Material provided:

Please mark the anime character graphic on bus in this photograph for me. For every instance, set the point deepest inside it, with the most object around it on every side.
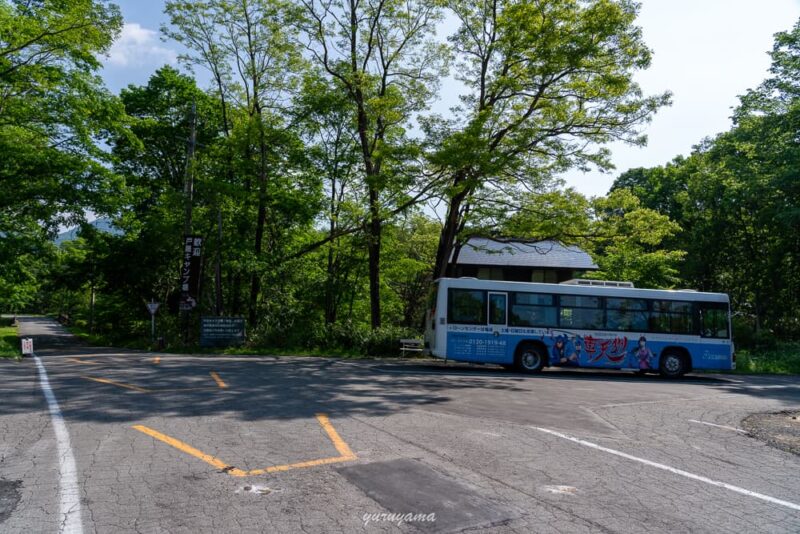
(566, 352)
(642, 355)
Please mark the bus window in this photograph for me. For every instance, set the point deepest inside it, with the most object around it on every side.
(627, 315)
(497, 308)
(671, 317)
(580, 311)
(714, 320)
(533, 309)
(584, 318)
(467, 306)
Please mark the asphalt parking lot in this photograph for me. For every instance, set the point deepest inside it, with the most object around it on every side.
(145, 442)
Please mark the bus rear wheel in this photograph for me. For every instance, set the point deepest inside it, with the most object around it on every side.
(530, 358)
(673, 364)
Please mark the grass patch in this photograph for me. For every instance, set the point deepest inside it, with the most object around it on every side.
(783, 360)
(80, 331)
(9, 340)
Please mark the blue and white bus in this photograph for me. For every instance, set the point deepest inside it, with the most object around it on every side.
(586, 324)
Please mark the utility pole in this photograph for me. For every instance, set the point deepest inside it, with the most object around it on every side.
(188, 188)
(218, 266)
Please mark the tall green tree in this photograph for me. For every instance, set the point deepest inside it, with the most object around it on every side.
(382, 54)
(549, 83)
(53, 108)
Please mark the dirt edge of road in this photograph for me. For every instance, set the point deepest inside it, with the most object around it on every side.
(778, 429)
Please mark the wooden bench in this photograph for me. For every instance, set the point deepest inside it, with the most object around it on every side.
(410, 345)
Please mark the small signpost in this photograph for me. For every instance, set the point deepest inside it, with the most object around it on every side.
(221, 331)
(152, 307)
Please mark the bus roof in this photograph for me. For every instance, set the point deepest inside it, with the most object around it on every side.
(568, 289)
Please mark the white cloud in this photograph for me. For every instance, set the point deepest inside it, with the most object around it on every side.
(138, 46)
(707, 53)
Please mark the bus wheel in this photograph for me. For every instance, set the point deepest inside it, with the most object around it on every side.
(530, 358)
(672, 365)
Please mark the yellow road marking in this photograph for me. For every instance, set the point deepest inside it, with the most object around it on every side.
(118, 384)
(218, 380)
(338, 442)
(342, 447)
(85, 362)
(188, 449)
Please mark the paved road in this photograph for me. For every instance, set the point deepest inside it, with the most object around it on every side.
(171, 443)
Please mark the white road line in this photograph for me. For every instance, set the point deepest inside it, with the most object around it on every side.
(68, 489)
(718, 426)
(680, 472)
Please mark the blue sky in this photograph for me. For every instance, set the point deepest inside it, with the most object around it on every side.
(707, 52)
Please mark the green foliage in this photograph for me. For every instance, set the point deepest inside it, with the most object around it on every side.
(781, 359)
(736, 199)
(550, 83)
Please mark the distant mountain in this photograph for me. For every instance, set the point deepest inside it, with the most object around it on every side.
(102, 225)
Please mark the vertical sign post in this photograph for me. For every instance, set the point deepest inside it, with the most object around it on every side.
(152, 307)
(190, 271)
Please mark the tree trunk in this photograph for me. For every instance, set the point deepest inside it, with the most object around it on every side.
(374, 248)
(452, 224)
(330, 300)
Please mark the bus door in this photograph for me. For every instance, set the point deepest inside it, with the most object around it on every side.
(498, 319)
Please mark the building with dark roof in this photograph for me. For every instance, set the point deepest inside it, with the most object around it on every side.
(517, 261)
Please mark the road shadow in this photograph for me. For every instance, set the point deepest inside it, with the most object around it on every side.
(132, 387)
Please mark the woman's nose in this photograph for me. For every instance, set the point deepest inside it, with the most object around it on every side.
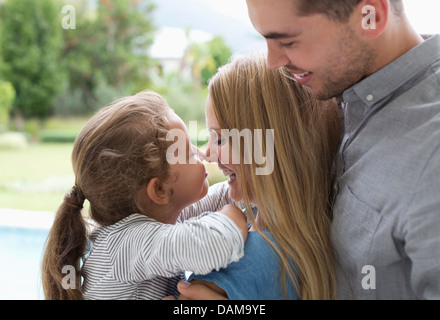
(210, 156)
(200, 154)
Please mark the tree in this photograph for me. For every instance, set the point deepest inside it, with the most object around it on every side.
(107, 52)
(31, 43)
(207, 57)
(7, 95)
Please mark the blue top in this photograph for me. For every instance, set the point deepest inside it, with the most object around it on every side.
(256, 276)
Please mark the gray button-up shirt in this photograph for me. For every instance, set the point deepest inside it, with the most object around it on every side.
(386, 214)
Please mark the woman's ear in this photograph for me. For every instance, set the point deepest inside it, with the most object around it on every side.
(157, 192)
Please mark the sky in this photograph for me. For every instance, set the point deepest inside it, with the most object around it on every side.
(423, 14)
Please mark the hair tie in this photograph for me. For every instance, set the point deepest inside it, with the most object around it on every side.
(75, 198)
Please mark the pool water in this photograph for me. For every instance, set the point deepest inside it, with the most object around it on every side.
(21, 250)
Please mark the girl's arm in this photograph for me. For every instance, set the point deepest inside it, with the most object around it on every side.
(209, 242)
(217, 198)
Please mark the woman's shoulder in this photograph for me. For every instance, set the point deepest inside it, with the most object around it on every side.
(256, 276)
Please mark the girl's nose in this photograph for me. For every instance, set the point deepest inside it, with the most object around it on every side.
(210, 156)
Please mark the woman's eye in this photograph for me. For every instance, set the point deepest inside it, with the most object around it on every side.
(287, 45)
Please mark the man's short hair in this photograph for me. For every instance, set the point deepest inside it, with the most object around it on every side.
(339, 10)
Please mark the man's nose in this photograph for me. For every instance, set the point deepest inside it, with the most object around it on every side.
(276, 55)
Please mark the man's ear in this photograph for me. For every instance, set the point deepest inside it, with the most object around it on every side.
(374, 15)
(157, 192)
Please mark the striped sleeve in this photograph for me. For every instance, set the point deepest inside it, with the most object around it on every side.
(200, 245)
(217, 198)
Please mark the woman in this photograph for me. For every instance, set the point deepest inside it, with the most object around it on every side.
(293, 198)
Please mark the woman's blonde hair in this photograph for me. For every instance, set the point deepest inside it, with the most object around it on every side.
(293, 201)
(116, 154)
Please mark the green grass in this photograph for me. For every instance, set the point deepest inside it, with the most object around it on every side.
(37, 177)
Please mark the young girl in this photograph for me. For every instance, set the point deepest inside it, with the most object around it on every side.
(135, 195)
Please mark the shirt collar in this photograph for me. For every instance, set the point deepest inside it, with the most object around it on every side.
(388, 79)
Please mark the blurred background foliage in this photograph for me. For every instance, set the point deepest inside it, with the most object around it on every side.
(52, 79)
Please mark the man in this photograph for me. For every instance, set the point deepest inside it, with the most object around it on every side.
(386, 210)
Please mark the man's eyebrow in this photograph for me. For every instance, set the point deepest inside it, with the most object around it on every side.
(277, 35)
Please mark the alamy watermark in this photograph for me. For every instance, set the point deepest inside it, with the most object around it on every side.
(251, 142)
(369, 280)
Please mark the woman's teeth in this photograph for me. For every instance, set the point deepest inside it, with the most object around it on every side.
(302, 75)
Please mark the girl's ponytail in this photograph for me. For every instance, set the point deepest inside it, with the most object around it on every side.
(65, 247)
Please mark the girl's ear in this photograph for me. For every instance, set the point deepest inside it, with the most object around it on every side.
(157, 192)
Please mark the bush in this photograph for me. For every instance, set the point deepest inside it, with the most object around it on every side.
(58, 136)
(13, 141)
(7, 96)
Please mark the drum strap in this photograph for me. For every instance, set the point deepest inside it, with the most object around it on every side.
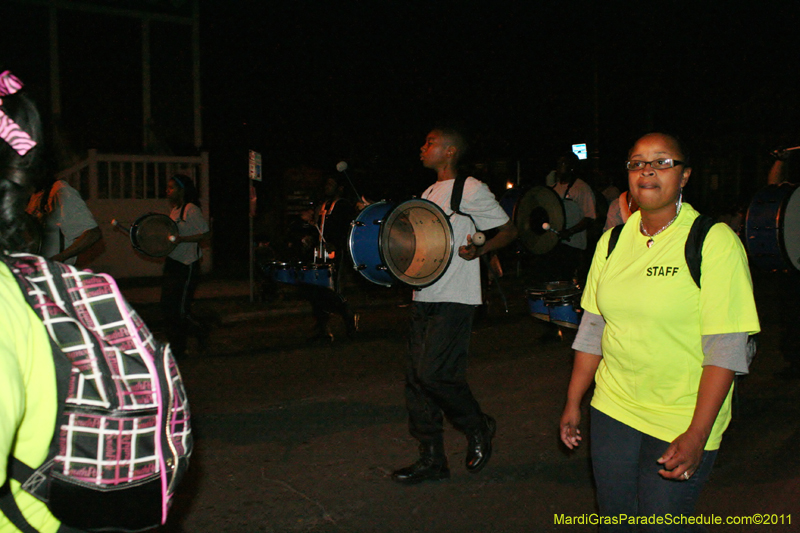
(693, 252)
(455, 206)
(456, 195)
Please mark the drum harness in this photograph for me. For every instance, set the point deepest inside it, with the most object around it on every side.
(455, 205)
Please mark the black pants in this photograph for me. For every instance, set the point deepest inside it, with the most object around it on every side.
(436, 384)
(177, 293)
(326, 302)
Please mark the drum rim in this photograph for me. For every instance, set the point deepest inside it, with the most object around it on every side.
(550, 191)
(450, 236)
(135, 227)
(351, 235)
(789, 189)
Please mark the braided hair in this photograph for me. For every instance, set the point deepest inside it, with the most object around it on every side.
(19, 174)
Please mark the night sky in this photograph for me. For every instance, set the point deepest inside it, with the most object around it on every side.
(316, 82)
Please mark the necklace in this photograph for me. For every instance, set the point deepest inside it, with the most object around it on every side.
(650, 241)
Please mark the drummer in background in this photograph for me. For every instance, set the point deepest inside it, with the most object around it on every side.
(660, 353)
(568, 257)
(332, 218)
(789, 295)
(441, 321)
(182, 265)
(568, 261)
(68, 227)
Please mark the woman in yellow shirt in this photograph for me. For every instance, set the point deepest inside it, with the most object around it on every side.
(661, 352)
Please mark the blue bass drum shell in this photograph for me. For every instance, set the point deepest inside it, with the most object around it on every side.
(772, 227)
(411, 243)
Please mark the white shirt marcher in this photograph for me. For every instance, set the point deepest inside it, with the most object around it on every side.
(461, 282)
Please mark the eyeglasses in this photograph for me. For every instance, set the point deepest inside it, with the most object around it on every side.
(656, 164)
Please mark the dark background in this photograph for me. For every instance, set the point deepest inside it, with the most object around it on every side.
(311, 83)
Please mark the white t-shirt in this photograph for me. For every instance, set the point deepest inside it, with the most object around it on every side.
(193, 223)
(461, 282)
(66, 213)
(578, 205)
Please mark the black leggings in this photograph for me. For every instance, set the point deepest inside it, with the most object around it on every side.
(177, 293)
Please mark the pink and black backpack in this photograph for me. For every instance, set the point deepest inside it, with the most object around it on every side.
(123, 436)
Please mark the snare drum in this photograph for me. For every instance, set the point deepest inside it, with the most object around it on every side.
(410, 242)
(530, 209)
(772, 227)
(557, 302)
(564, 311)
(319, 274)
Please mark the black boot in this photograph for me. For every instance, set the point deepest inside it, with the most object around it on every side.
(431, 466)
(479, 444)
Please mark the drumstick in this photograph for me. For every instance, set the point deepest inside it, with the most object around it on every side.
(116, 224)
(341, 166)
(546, 226)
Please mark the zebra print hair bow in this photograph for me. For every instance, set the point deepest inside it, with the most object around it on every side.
(9, 130)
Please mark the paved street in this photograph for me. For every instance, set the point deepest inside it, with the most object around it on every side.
(299, 437)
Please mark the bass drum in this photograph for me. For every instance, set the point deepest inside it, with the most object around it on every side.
(410, 242)
(772, 228)
(151, 233)
(530, 209)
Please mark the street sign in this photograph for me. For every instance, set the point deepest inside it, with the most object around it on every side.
(255, 166)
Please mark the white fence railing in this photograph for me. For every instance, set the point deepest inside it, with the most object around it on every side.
(125, 187)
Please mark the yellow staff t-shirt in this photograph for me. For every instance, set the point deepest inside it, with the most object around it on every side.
(655, 318)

Problem details: The required output is the line holding "Please mark the yellow staff" plus every line after it in the data, reproduced exactly.

Written answer:
Please mark the yellow staff t-shirt in this photograph for me. For every instance, set the point deepest inside it, with the most object around it on every side.
(655, 318)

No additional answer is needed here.